- Source information:
◇ ◇ ◇ ◇ ◇

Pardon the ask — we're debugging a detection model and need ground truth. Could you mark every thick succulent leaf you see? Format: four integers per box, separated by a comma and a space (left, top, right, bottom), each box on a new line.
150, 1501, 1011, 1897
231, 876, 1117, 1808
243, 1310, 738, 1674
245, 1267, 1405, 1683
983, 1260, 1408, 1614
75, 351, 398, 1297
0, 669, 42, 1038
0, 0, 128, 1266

◇ ◇ ◇ ◇ ◇

- Problem to work on: What you return must match the listing exactly, line for line.

- Task output:
Pardon the ask — we're debugging a detection model and need ground truth. Could you mark every thick succulent leaf you see? Format: four integers per box, separated by a comma and a space (left, top, right, bottom), each box on a new line.
150, 1501, 1011, 1897
231, 876, 1117, 1808
243, 1310, 738, 1674
245, 1267, 1405, 1683
983, 1260, 1408, 1614
75, 351, 398, 1297
0, 669, 42, 1038
0, 0, 128, 1266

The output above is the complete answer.